- _DOCUMENT EXCERPT_:
Gastrolobium sericeum is a flowering plant in the family Fabaceae. It is endemic to the south-west of Western Australia. It is a prostrate, low shrub with pendulous yellow, green, red or nearly black pea-flowers from spring to summer.

==Description==
Gastrolobium sericeum is a low growing, dense prostrate or twining shrub to 1 m high. The branchlets more or less needle-shaped and smooth. The leaves are arranged alternately on the stem, elliptic to orb-shaped sometimes oval, 6-50 mm long, 6-30 mm wide, prominently veined, wavy, margins finely scalloped and rolled under, apex rounded to sharp or occasionally notched. The pendulous yellow, green, red or nearly black pea-flowers have yellowish or green markings, the standard petal 15 mm long, the keel 12-16 mm long and smooth. Flowering occurs from September to December and the fruit is a pod. It is not known whether this species shares the toxic properties of many other members of the genus Gastrolobium.

- _DATASET RECORDS_:
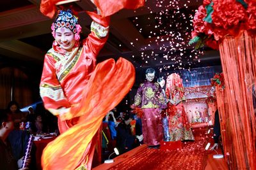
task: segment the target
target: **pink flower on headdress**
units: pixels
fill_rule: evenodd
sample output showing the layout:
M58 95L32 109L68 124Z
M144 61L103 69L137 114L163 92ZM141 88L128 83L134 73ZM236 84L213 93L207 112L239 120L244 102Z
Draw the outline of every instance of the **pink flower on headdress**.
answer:
M82 30L82 27L79 24L76 24L76 28L77 30L77 32L75 34L75 39L77 41L80 39L80 32Z

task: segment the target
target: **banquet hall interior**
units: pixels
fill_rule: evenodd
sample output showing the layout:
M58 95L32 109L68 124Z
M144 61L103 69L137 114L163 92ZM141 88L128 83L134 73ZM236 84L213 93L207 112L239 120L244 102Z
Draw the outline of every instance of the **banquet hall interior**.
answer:
M27 115L29 107L36 113L42 111L42 122L49 126L44 133L40 132L41 139L35 141L35 163L31 169L42 169L44 148L60 135L56 117L44 110L40 96L44 56L54 41L52 19L40 12L40 2L0 1L1 112L10 101L15 101ZM249 40L241 42L244 48L230 55L246 58L243 64L241 59L234 62L225 60L228 53L225 49L232 41L229 39L229 43L218 44L218 49L202 45L195 48L189 41L195 29L194 16L202 4L202 0L151 0L136 10L123 9L111 16L109 37L97 62L111 58L117 60L122 57L132 64L136 71L132 89L116 106L117 124L122 120L123 114L136 115L131 106L140 84L146 80L146 70L152 67L156 70L156 81L158 78L167 81L173 73L182 78L184 109L195 141L163 140L158 149L141 143L118 155L112 154L116 139L111 137L108 123L103 122L98 131L101 145L96 146L92 169L255 169L256 39L247 33L242 34L243 38ZM78 13L81 38L84 38L90 32L92 20L84 11L93 11L95 7L89 0L62 4L70 5ZM246 52L241 54L243 50ZM221 137L218 147L211 150L214 145L217 110ZM131 133L135 136L138 124L136 117L133 119ZM102 141L106 141L105 146ZM221 157L214 157L216 155ZM109 156L114 162L104 163Z

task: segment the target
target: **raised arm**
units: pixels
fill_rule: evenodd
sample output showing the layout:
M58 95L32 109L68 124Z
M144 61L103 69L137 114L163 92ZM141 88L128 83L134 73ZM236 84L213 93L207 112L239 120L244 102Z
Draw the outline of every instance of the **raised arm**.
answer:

- _ASSIGNMENT_: Resume the Gastrolobium sericeum article above, continuing from its last sentence, the one about the species' toxic properties.

- _ANSWER FOR THIS EXERCISE_:
==Taxonomy==
Gastrolobium sericeum was first formally described in 1864 by botanist James Edward Smith and the description published in Transactions of the Linnean Society of London . He gave it the name Chorizema sericeum Subsequently, it was placed in the genus Brachysema. Finally, in 1995, botanist Michael Crisp placed the species in the genus Gastrolobium along with a number of other Brachysema species.

==Distribution==
This species is usually found along the edge of streams or swamps.